TASK DETAILS
Return the full material exactly.

Pointing and labeling entries
◇ ◇ ◇ ◇ ◇

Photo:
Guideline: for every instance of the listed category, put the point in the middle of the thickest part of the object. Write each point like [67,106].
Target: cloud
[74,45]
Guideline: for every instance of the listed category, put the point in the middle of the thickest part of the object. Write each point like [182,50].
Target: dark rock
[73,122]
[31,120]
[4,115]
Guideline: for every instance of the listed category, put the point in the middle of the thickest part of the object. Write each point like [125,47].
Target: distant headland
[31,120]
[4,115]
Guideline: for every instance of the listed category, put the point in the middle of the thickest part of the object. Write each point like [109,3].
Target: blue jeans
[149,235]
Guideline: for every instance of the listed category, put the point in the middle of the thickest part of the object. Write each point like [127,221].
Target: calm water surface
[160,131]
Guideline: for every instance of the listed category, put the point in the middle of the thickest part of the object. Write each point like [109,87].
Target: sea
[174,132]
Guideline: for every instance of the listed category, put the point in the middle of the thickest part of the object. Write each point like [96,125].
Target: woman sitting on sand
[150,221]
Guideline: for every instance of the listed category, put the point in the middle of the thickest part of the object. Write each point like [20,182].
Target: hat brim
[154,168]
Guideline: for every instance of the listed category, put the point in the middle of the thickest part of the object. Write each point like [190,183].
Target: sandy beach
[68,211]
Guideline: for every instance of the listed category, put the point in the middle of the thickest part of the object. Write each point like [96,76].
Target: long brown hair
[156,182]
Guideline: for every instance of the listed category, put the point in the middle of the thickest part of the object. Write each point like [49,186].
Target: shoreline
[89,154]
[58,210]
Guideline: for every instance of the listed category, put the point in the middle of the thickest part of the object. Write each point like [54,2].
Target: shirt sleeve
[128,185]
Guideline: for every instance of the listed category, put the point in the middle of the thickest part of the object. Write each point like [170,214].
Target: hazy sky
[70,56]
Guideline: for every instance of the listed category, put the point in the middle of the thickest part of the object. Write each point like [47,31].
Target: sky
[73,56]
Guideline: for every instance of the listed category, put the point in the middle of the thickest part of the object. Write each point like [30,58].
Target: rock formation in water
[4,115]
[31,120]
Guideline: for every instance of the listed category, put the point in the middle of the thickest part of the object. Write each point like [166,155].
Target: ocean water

◇ ◇ ◇ ◇ ◇

THE REPLY
Photo:
Guideline: for every instance of the listed category, put the point in the middle of the thickest part of the object. Write each point like [67,106].
Target: cloud
[74,45]
Guideline: for every instance of the listed category, put the point in the middle of the thickest part of the object. Write each point like [182,50].
Target: dark rock
[73,122]
[31,120]
[4,115]
Guideline: for every instance of the listed category, put the point in the middle of the thickest part of the object. Write each point like [125,47].
Target: distant headland
[31,120]
[4,115]
Guideline: for every instance of the listed category, put the point in the middle of the thickest part of the object. Write each point like [109,3].
Target: blue jeans
[149,235]
Guideline: for every instance of the listed category, put the point in the middle of the thickest part of the object. Write each point like [127,221].
Target: calm water surface
[160,131]
Guideline: for every instance of the listed category, put the point in the middle of the thickest part of the object. Write each point like [109,87].
Target: sea
[174,132]
Guideline: for every instance of the listed category, put the point in the middle of the thickest part of the object. Write each point like [96,125].
Target: woman sitting on sand
[150,221]
Guideline: for every instance of the listed category, put the point in the middle of the thickest part of the object. Write each point like [20,182].
Target: hat brim
[154,168]
Guideline: for every instance of the listed category, put the point in the middle of the thickest part of the object. Write each point like [190,183].
Target: sandy beach
[68,211]
Guideline: for every instance of the listed category, put the point in the middle of the thickest part of the object. Write each point like [96,76].
Target: long brown hair
[156,182]
Guideline: for every instance of the listed category, put the point in the middle of the thickest part of the object. Write each point like [49,186].
Target: shoreline
[89,154]
[58,210]
Guideline: for every instance of the listed category, put the point in the middle of the thickest part of the object. Write each point like [54,2].
Target: shirt sleeve
[128,185]
Guideline: for every instance of the listed category, put the point in the middle of the thickest part of the object. Write each point like [170,214].
Target: hazy sky
[70,56]
Guideline: for every instance of the listed category, put the point in the middle of the thickest part of the object. Write each point like [47,31].
Target: sky
[73,56]
Guideline: for every instance of the listed category, put the point in the middle of the thickest part of the object. Write each point like [30,58].
Target: rock formation in water
[4,115]
[31,120]
Guideline: for every instance of the listed category, put the point in the middle of the thickest part of the object. Write each point like [166,155].
Target: ocean water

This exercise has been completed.